*TASK GOAL*: Using the records below, give again exactly the lines from the line that contains "of the temple" through the line that contains "of the person", both ends included, and only those.

TASK DATA Block Start

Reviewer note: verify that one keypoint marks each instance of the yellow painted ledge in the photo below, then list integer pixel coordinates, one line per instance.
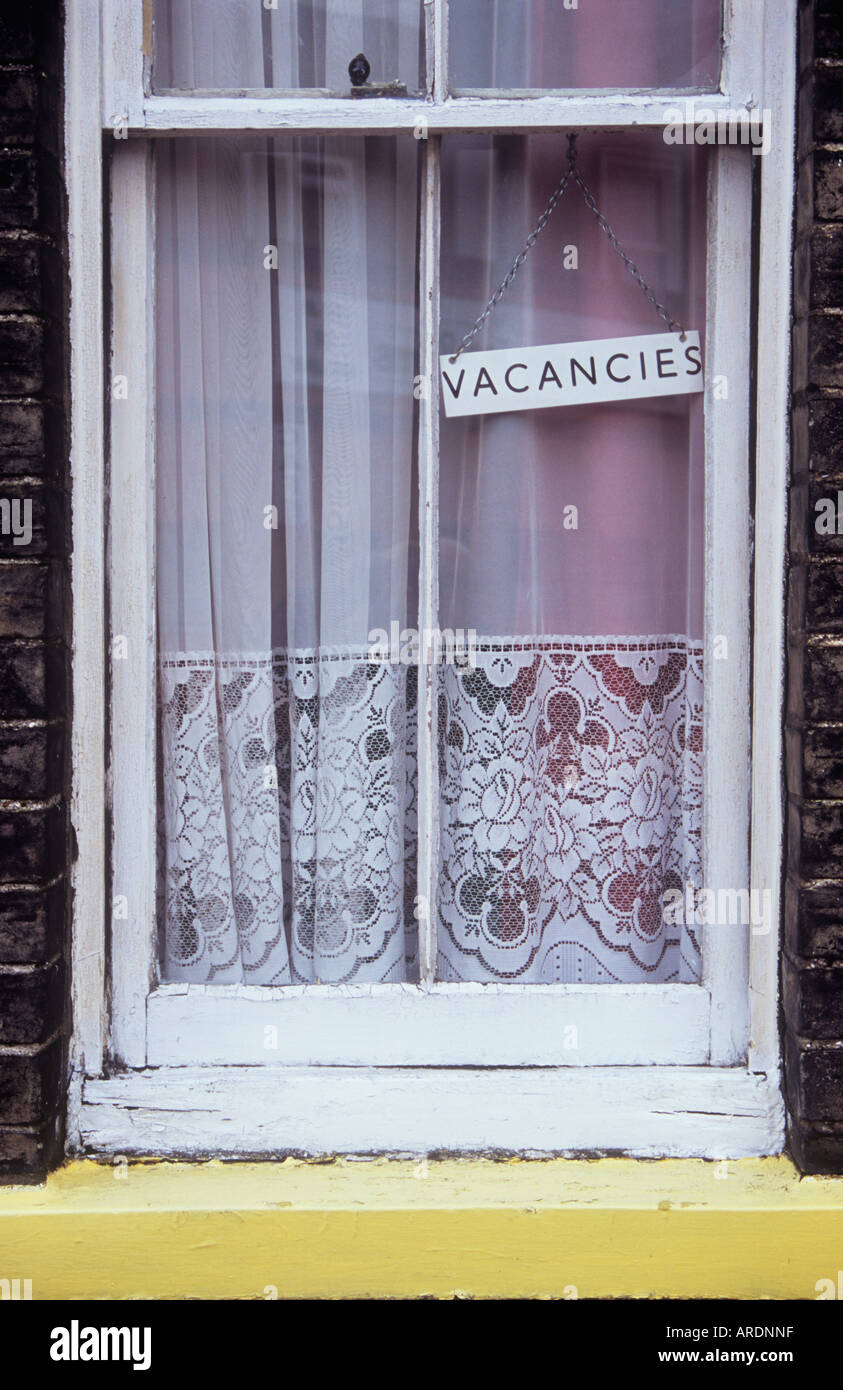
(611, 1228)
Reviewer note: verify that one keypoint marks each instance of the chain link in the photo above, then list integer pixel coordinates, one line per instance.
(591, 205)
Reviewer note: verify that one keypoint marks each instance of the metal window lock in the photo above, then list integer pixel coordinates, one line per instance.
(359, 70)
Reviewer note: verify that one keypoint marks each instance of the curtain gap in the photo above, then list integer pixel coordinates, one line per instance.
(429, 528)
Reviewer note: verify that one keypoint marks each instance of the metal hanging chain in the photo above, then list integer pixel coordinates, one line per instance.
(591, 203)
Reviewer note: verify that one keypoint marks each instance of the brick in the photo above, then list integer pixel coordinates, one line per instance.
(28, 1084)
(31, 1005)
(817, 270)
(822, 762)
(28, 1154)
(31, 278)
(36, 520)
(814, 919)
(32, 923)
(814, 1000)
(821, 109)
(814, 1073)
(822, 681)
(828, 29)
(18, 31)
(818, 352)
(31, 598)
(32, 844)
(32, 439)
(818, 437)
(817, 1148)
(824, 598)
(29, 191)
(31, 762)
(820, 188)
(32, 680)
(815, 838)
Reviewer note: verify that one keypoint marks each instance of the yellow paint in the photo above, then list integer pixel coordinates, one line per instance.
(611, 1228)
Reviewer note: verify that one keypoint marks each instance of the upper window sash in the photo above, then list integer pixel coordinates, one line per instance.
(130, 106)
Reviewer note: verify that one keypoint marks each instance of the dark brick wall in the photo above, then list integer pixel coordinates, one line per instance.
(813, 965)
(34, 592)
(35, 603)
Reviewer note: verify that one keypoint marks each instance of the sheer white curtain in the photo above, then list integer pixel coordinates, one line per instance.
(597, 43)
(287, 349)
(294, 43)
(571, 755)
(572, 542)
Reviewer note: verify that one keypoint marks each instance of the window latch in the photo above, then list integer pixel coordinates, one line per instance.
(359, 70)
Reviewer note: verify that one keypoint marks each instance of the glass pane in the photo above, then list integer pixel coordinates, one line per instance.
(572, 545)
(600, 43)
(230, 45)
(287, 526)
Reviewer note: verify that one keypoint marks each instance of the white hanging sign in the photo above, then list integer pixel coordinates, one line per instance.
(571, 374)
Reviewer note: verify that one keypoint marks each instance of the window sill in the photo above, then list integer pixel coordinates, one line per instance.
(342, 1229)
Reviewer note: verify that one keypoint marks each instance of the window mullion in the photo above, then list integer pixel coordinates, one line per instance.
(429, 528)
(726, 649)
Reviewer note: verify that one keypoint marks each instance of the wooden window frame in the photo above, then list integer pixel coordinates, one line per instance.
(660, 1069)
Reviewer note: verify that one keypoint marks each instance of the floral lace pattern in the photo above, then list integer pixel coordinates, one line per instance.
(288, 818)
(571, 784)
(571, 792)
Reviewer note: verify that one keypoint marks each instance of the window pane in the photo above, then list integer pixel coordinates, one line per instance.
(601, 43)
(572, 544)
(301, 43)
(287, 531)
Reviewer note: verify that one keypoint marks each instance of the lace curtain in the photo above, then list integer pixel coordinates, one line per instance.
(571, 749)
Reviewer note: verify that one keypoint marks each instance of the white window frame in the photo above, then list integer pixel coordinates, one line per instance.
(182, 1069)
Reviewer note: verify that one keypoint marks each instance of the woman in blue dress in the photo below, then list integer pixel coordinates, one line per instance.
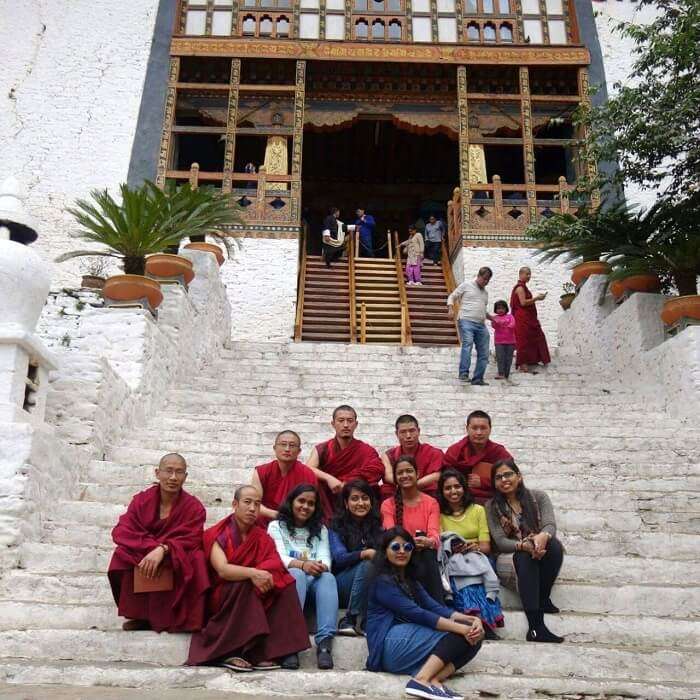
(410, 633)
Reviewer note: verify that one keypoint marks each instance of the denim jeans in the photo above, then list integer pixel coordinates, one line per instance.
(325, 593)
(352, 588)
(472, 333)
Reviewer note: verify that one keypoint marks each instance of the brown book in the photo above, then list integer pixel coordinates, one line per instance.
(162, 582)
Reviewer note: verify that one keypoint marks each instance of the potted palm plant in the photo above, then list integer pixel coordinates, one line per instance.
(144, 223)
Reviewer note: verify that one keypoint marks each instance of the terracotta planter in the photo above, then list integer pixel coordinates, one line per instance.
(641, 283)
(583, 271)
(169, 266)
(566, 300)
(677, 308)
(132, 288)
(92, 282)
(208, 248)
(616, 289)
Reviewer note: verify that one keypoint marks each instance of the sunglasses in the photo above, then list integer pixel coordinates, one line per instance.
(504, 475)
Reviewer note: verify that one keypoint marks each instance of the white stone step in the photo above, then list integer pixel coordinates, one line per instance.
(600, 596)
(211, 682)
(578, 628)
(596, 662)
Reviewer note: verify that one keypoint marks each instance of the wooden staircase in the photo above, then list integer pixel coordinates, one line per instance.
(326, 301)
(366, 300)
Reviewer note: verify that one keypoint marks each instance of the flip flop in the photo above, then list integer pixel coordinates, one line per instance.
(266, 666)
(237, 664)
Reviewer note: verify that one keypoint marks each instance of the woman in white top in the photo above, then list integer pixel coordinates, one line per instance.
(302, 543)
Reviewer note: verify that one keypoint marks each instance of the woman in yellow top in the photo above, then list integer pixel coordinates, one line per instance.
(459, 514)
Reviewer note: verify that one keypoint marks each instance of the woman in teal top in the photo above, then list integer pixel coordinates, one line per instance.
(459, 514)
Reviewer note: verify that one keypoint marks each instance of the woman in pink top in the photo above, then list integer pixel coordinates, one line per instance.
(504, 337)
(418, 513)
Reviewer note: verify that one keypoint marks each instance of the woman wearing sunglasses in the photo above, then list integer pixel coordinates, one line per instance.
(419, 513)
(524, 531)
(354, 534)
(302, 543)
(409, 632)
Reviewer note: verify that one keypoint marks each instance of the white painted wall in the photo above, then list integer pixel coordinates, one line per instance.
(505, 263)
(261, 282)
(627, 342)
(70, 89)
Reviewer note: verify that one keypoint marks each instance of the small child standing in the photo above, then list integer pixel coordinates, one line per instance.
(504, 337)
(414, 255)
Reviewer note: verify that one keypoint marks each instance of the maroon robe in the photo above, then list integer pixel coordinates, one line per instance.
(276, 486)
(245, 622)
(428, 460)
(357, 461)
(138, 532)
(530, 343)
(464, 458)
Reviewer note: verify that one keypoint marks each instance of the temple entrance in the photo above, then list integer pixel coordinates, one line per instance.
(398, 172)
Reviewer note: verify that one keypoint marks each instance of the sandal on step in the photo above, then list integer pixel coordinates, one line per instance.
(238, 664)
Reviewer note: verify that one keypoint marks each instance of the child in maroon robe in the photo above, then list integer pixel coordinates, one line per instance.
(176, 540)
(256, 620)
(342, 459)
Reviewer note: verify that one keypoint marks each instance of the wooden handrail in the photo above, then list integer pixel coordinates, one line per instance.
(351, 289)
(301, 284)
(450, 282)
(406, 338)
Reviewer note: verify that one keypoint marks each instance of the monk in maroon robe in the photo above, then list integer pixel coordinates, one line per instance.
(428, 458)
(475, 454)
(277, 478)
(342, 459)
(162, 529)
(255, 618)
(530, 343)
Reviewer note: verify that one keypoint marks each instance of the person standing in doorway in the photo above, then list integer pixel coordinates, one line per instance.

TASK DATA Block End
TASK DATA Block Start

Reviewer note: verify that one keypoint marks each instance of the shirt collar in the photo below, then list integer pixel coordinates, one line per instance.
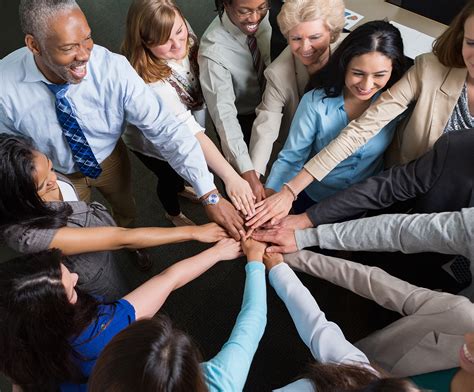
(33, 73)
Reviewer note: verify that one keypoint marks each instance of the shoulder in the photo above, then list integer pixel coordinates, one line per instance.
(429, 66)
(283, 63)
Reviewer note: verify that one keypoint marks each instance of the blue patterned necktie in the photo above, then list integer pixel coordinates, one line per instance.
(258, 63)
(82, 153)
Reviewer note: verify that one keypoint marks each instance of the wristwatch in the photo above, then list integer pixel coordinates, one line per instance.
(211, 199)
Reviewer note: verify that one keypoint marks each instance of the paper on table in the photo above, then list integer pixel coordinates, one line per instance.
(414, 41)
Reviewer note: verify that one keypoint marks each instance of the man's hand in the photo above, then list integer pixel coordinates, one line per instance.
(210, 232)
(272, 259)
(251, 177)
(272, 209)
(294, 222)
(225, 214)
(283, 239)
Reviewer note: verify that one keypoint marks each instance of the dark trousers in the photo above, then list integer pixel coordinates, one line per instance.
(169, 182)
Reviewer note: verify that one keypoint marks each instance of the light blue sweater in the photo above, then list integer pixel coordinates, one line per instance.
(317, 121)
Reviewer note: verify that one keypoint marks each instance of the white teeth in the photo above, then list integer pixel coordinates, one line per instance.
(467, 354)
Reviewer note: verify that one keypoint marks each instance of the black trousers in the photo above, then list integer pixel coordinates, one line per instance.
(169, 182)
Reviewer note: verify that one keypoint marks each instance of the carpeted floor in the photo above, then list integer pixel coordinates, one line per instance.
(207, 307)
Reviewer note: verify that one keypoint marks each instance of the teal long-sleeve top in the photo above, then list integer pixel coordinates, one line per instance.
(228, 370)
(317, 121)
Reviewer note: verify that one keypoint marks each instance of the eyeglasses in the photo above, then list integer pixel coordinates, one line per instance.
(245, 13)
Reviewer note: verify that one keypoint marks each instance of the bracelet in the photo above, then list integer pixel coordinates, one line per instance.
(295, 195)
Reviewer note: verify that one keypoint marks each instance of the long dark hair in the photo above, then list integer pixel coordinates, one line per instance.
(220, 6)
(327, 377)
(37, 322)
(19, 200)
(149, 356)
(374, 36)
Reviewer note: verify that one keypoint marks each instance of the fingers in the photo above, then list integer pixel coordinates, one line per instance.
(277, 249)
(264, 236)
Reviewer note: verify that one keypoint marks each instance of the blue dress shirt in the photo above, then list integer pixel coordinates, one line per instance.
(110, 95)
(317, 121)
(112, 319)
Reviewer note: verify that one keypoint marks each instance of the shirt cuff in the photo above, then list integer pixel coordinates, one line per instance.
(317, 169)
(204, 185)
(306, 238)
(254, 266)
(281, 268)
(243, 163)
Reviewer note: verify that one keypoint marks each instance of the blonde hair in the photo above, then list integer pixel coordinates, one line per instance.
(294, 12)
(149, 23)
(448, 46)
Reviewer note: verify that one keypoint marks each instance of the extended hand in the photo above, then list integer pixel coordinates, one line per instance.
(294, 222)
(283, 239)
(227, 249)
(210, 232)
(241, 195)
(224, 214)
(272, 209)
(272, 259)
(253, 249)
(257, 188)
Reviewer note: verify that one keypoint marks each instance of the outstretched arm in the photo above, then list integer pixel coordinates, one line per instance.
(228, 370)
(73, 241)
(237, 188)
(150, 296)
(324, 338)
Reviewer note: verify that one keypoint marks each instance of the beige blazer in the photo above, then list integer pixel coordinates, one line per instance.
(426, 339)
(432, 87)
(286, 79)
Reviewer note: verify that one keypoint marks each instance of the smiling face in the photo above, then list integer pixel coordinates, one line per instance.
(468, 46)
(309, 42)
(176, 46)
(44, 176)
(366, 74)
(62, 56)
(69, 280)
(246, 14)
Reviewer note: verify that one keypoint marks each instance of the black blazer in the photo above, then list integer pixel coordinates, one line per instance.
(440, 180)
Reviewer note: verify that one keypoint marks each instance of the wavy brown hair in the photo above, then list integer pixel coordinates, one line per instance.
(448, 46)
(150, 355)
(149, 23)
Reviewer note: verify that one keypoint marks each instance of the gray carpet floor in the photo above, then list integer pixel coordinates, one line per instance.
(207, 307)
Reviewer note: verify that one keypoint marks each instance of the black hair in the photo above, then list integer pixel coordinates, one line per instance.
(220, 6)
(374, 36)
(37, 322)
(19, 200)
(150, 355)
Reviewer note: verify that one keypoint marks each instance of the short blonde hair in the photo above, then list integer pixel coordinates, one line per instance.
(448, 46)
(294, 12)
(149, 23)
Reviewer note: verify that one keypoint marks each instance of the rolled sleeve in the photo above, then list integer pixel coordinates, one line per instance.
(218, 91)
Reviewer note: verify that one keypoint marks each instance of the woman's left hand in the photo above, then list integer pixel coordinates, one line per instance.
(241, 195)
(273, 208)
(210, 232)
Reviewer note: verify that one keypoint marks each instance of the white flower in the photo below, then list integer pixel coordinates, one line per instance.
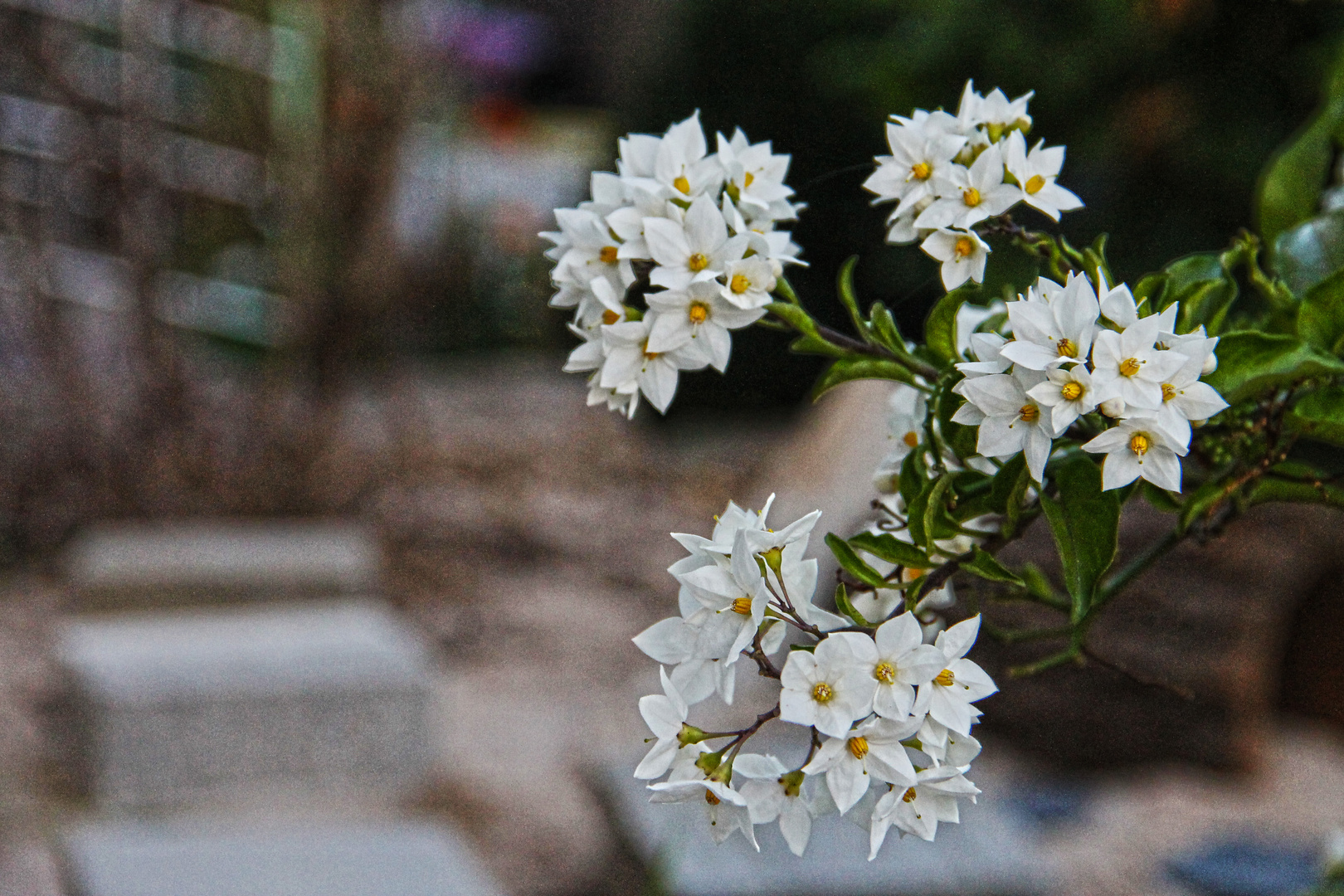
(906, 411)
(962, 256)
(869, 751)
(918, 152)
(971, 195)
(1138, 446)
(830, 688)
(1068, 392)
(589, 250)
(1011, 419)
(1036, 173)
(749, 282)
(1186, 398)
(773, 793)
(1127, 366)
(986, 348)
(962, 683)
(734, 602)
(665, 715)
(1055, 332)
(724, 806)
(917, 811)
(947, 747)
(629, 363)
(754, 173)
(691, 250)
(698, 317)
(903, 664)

TASK DATA Block End
TASK DATA Block Start

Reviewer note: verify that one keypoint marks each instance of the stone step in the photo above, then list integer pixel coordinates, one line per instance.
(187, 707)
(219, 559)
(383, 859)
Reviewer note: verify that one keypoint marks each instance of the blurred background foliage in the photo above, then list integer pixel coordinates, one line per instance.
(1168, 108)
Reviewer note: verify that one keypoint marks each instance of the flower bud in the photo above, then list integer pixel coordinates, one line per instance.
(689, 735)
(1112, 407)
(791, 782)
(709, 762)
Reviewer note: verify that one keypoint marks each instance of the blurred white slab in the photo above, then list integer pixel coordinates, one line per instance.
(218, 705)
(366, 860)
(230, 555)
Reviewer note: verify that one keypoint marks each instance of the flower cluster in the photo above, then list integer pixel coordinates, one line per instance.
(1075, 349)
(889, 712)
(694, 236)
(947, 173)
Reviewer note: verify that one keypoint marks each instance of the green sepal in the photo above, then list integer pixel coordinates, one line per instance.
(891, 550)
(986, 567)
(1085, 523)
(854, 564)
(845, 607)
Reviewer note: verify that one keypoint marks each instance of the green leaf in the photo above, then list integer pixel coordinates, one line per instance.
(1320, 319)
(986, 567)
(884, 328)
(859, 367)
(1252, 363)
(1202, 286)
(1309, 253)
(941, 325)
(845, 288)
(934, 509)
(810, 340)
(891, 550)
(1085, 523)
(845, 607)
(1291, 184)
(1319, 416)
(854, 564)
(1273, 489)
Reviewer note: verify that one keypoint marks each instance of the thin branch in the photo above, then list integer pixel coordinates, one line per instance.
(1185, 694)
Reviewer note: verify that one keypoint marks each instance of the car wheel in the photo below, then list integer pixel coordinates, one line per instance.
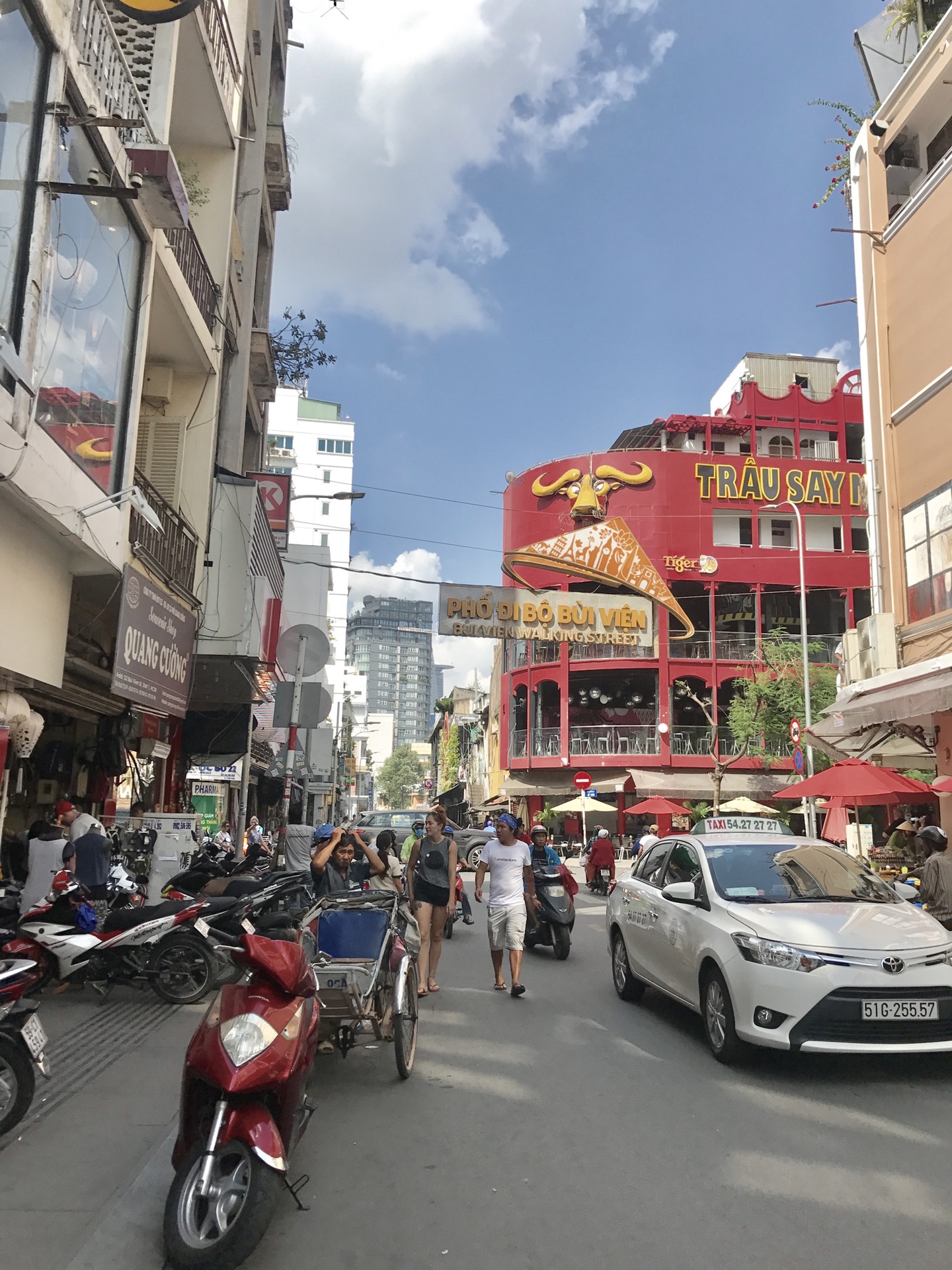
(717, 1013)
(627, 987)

TASK DATA Block End

*EXERCISE OUTPUT*:
Reviewer note: verify that one keypoint marks each instance of the temple entrance in the photo above, then list integer pixel coordinates, one line per instance.
(398, 172)
Reviewer note: verify that one keypoint marks each instance of the sandal on step in the photo above, then list integer pixel coordinates, one line per instance.
(238, 664)
Reviewer note: verify that one keypoint marks each instance of the child in maroon robe in the photo above, then list integer pixel coordinates, one line per instance.
(176, 540)
(256, 620)
(342, 459)
Reviewer note: verify that one keypoint marks each instance of the wooden handrail in the photo above, then list integer pixel coordinates, one line per instance.
(351, 289)
(301, 284)
(450, 282)
(406, 338)
Reviewer note: verify that one keypoint marks each instance of the monk in maroon robe in the photo above, then list integer pixel coordinates, one line per instance.
(428, 458)
(475, 454)
(277, 478)
(342, 459)
(162, 529)
(255, 618)
(530, 343)
Reviewer note: verify that one keypoint marks each instance of the person standing in doorway in the photo above, then list integer pixel coordinates, one line per instance.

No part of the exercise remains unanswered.